**Work request:** Pick each line containing "point" out of the records.

[Opening Supplied data section]

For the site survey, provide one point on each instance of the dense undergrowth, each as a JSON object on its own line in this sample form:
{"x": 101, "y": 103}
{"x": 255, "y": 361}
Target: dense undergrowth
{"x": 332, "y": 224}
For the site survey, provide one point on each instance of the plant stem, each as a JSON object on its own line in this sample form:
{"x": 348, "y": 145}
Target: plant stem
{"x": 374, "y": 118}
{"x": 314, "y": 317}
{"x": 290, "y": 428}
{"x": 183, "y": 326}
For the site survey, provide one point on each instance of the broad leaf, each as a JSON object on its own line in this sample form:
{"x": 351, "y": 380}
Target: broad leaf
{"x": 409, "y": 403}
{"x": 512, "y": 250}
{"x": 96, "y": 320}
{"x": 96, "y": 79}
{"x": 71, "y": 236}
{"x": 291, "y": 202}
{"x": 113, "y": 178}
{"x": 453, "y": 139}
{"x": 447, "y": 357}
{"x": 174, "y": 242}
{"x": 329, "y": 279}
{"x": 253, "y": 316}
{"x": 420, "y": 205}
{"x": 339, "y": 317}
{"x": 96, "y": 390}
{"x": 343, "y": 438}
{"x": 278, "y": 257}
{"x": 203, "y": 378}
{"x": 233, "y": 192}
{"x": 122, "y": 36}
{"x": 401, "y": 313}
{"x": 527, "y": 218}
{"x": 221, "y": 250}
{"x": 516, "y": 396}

[Closing Supplied data section]

**Response area:**
For the site survey, provide one point on each instance of the dense undergrowth, each as a JSON object on its own line in this sample form:
For the site survey, provide one point on each instance of the plant stem, each as a JSON object on its own line in this sample form:
For the site survey, provide one point on each instance of the broad leaf, each as a JSON object on its own line in this sample form:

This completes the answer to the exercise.